** START Document excerpt **

CODEWITHSUNDEEP
javascriptpromise
Angelki
Angelki

Reputation: 103

execution order of the code below and why?

Mainly the order of “promise2” and “async1 end”. I don't know why. 

async function async2() {
  console.log("async2");
}
new Promise(resolve => {
  resolve(async2());
}).then(() => {
  console.log("async1 end");
});

new Promise(function(resolve) {
  console.log("promise1");
  resolve();
}).then(function() {
  console.log("promise2");
});

Upvotes: 0

Views: 47

Answers (1)

Jonas Wilms
Jonas Wilms

Reputation: 138257

 resolve(async2());

is briefly the same as:

resolve(Promise.resolve())

So it creates a Promise that will resolve, and passes that to the resolution of another promise. As Promises get flattened (resolving a promise with a promise, will make the outer promise wait for the inner), your examples could be simplified to:

 Promise.resolve("first").then(console.log);

 Promise.resolve("second")

** END Document excerpt **
** START Raw data **

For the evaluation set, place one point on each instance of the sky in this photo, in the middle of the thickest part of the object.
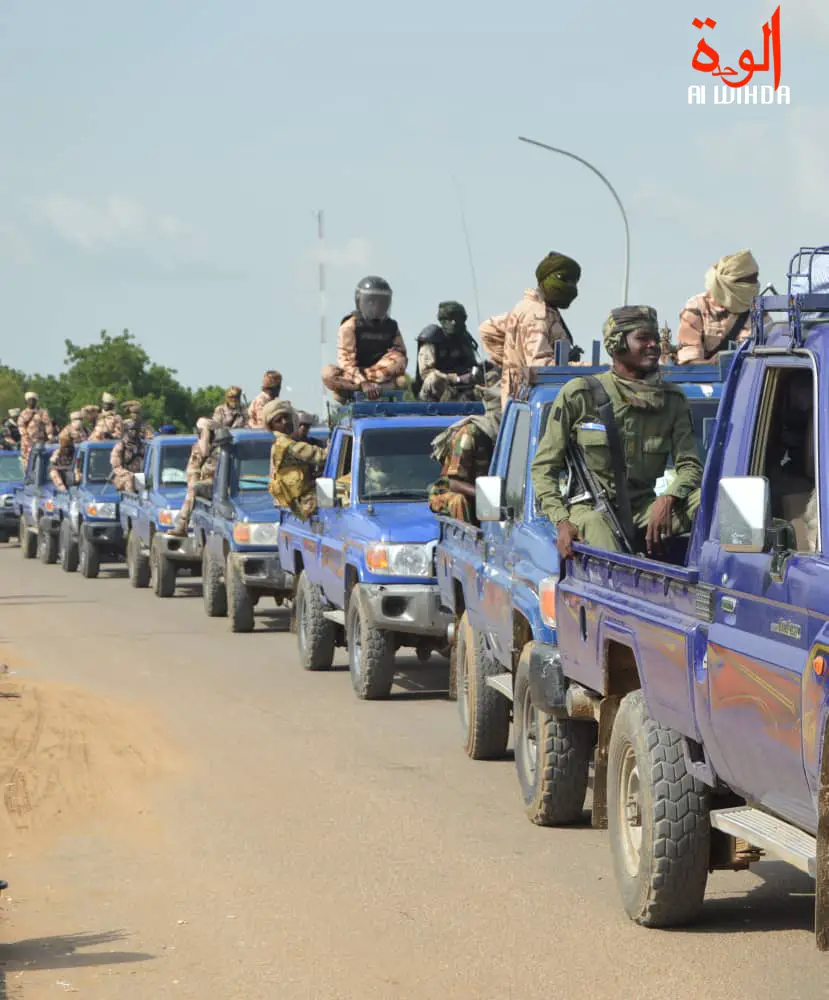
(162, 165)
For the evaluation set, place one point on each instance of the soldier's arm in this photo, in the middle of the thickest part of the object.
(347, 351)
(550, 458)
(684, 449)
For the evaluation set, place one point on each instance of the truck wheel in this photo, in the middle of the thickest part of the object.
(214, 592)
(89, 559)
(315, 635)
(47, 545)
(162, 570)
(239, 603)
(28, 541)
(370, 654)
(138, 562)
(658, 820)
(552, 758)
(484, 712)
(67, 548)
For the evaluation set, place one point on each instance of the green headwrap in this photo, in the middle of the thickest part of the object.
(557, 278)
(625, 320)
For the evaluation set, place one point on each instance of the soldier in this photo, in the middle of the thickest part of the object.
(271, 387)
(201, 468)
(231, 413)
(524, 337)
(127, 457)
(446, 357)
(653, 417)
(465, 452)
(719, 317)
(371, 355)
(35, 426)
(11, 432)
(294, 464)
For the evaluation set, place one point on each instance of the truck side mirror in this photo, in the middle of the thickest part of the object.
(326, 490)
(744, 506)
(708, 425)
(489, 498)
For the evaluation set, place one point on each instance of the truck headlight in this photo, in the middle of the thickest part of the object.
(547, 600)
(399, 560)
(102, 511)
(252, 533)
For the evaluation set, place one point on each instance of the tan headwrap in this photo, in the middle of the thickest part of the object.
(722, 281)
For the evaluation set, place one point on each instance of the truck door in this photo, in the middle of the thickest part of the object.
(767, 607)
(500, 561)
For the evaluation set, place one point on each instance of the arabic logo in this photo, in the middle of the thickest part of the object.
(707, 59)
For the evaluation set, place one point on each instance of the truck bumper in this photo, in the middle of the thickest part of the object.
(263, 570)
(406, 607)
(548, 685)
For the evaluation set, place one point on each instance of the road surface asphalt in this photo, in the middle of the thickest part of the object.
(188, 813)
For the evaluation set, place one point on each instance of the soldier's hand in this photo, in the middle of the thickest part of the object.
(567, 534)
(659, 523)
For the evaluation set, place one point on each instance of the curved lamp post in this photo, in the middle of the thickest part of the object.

** END Raw data **

**Work to do**
[1] Decide whether each statement agrees with the thread on promise order, answering yes or no and quoting the words of the thread that settle it. (a) The asker is mainly unsure about the order of "promise2" and "async1 end". (b) The reply says that resolving a promise with a promise makes the inner promise wait for the outer. (c) The question has 47 upvotes.
[2] Set down word for word the part of the thread on promise order starting at "CODEWITHSUNDEEP" and ending at "don't know why.".
The lines have no connection to the thread on promise order.

**Responses to the exercise**
[1]
(a) Yes: "Mainly the order of “promise2” and “async1 end”."
(b) No: "resolving a promise with a promise, will make the outer promise wait for the inner"
(c) No: "Upvotes: 0"

[2]
CODEWITHSUNDEEP
javascriptpromise
Angelki
Angelki

Reputation: 103

execution order of the code below and why?

Mainly the order of “promise2” and “async1 end”. I don't know why.